What is needed: Rewrite the records below, swapping every "photo" for "image" and keeping everything else the same. Leave the pictures out of your answer.

Provided material:
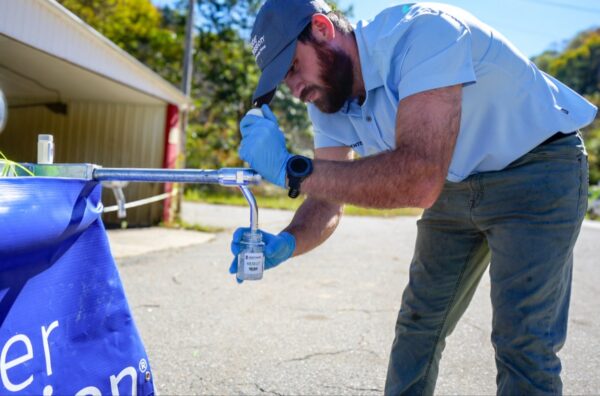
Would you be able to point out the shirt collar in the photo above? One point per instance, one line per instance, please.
(371, 77)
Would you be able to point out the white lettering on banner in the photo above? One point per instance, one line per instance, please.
(89, 391)
(114, 381)
(5, 366)
(45, 334)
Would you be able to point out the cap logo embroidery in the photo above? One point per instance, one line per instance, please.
(258, 46)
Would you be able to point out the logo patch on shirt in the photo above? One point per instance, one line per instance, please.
(258, 46)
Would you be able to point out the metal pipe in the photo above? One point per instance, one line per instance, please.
(225, 176)
(253, 208)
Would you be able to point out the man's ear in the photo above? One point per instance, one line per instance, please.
(322, 27)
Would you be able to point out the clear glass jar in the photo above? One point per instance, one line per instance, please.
(251, 259)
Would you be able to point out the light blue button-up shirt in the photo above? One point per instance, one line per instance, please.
(509, 106)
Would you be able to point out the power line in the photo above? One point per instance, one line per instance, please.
(566, 6)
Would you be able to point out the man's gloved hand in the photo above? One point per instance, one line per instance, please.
(278, 248)
(263, 146)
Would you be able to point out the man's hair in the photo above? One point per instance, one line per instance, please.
(339, 20)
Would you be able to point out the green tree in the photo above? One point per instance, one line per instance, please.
(578, 66)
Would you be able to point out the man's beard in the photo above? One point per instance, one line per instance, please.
(337, 77)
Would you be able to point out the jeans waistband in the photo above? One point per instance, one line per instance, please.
(557, 136)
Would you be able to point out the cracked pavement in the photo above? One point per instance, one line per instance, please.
(323, 323)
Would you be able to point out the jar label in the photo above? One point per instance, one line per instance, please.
(253, 262)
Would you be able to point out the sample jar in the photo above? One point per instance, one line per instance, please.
(251, 259)
(45, 149)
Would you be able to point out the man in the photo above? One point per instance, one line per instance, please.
(448, 116)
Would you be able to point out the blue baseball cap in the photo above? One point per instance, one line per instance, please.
(274, 38)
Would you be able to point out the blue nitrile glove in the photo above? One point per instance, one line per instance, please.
(278, 248)
(263, 146)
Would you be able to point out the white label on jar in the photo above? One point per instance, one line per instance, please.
(253, 262)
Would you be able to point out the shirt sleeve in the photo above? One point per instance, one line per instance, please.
(434, 53)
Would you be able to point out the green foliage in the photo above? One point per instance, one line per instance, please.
(578, 66)
(224, 76)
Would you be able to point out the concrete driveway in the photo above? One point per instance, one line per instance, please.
(323, 323)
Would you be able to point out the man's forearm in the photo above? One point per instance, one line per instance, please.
(313, 223)
(398, 178)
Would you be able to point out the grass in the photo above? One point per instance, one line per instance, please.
(183, 225)
(594, 194)
(271, 200)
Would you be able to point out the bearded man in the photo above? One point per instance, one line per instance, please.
(448, 116)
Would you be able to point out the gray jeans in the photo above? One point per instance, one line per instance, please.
(526, 219)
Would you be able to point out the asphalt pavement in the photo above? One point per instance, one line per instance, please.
(322, 323)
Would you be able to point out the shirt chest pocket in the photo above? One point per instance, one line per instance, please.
(369, 138)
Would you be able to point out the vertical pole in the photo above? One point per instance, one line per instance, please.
(172, 148)
(186, 87)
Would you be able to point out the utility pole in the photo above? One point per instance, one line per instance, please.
(186, 85)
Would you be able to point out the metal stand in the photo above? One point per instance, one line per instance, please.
(229, 177)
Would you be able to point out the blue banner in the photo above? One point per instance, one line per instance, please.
(65, 325)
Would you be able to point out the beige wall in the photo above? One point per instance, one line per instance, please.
(107, 134)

Completed exercise:
Would you be able to point out the shirt collar in the image above? One point per instance, one line per instance, please.
(371, 77)
Would you be able to point out the white lettering on banner in the image above? One point per instance, one line per instance, please.
(89, 391)
(114, 381)
(5, 366)
(45, 334)
Would you be able to point out the cap logo embroidery in the image above? One point per instance, one line per instance, please.
(258, 46)
Would you be able to point out the logo patch on shirt in the image above? One point per instance, one line per instance, please.
(258, 46)
Would you be able to point out the metal pipe in the image above? One point per instance, one line per instance, please.
(225, 176)
(253, 208)
Would you be able to point out the man's ear in the image above? One point per instance, one line per instance, please.
(322, 27)
Would you be able to point out the clear glass jar in the image above? One point per instance, one line per instance, please.
(251, 259)
Would you be able to point out the light blue button-up shirt in the image above? One point per instance, one line per instance, please.
(509, 106)
Would you be able to point out the power line in the image above? One point per instance, one line per instance, please.
(566, 6)
Would you be able to point out the man's gloved hand in the image above? One point per instance, one line per instance, please.
(278, 248)
(263, 146)
Would you be able to point out the man's hair in the image above? One point per instance, one line per instance, please.
(339, 20)
Would you be able to point out the green tree in the image above? One point per instance, one line per instance, please.
(578, 66)
Would you be able to point out the man's beard in the image above? One point per instance, one line per instance, please.
(337, 77)
Would you be able to point out the jeans waistband in the image above? One point per instance, one line per instance, please.
(557, 136)
Would you be able to point out the cracked pavement in the image above? One point per instance, one line per instance, please.
(323, 323)
Would you be able to point out the jar label in the image above? One point per instance, one line per instance, please.
(253, 262)
Would you be able to point out the sample jar in the image above? One point per instance, one line per instance, please.
(251, 259)
(45, 149)
Would you be able to point out the man in the image above? One point per instance, one line per instance, please.
(448, 116)
Would you be able to point out the blue baseball cap in the image above? One point per instance, one line per instance, please.
(274, 38)
Would you be able to point out the blue nitrile glove in the image above? One point per instance, one line per instance, please.
(278, 248)
(263, 146)
Would you be able to point out the white label on jar in the image above? One point per instance, one line per instance, please.
(253, 262)
Would you be able to point out the shirt sleeve in the image above? One point per instance, one line per instance, please.
(434, 53)
Would you be able to point out the green foliage in the image above? One point per instance, one line per instance, please.
(578, 66)
(224, 76)
Would you be able to point out the concrete driveway in the image above? One point per instance, one line per instance, please.
(323, 323)
Would you be able to point out the man's forearm in the image above? One point per instance, one line per instance, please.
(313, 223)
(398, 178)
Would you be able to point out the grass in the image above? One point per instance, one line per instance, please.
(183, 225)
(594, 194)
(271, 200)
Would you be able to point out the bearded man in the image above? One point per instance, one line per instance, please.
(448, 116)
Would you be able to point out the gray jeans in the image above? One point per instance, one line per instance, please.
(526, 219)
Would you be able to point out the asphalt pavement in the image above? One point per instance, one line per instance, please.
(322, 323)
Would you be able to point out the shirt chest pocket in the image above? One point per instance, one line per instance, please.
(369, 138)
Would you be able to point out the vertical pole in the image above? One point per instance, one line per instance, please.
(172, 148)
(186, 87)
Would you be able to point out the utility pole in the image above? One point per instance, one line per instance, please.
(186, 85)
Would you be able to point out the metal stand in the image above? One point per instance, one line per instance, please.
(229, 177)
Would you be able to point out the blue banner in the image above? One point per instance, one line per instance, please.
(65, 325)
Would you be able to point out the beige wall in the image above? One point per instance, one line per instance, please.
(107, 134)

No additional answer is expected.